* **WHAT YOU HAVE TO DO**: Leaving the pictures aside, repeat every line below exactly.

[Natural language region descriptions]
=== Section Start ===
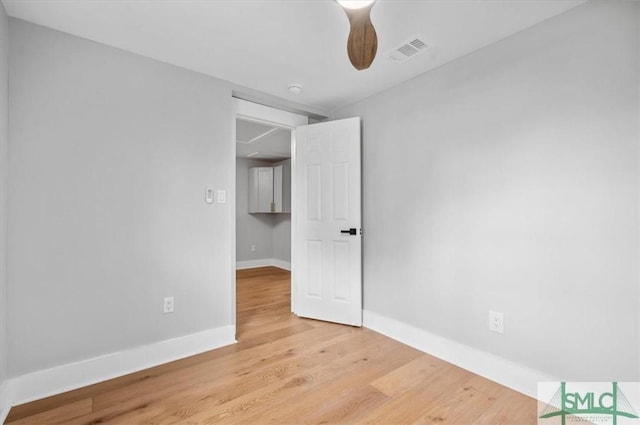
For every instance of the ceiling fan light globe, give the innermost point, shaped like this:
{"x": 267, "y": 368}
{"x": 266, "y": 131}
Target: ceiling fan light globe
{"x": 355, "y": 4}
=== Section End ===
* **COMPLETED EXERCISE**:
For every instance of the ceiling fan light globe, give the innermost point, shaped like this:
{"x": 267, "y": 368}
{"x": 266, "y": 131}
Target: ceiling fan light globe
{"x": 355, "y": 4}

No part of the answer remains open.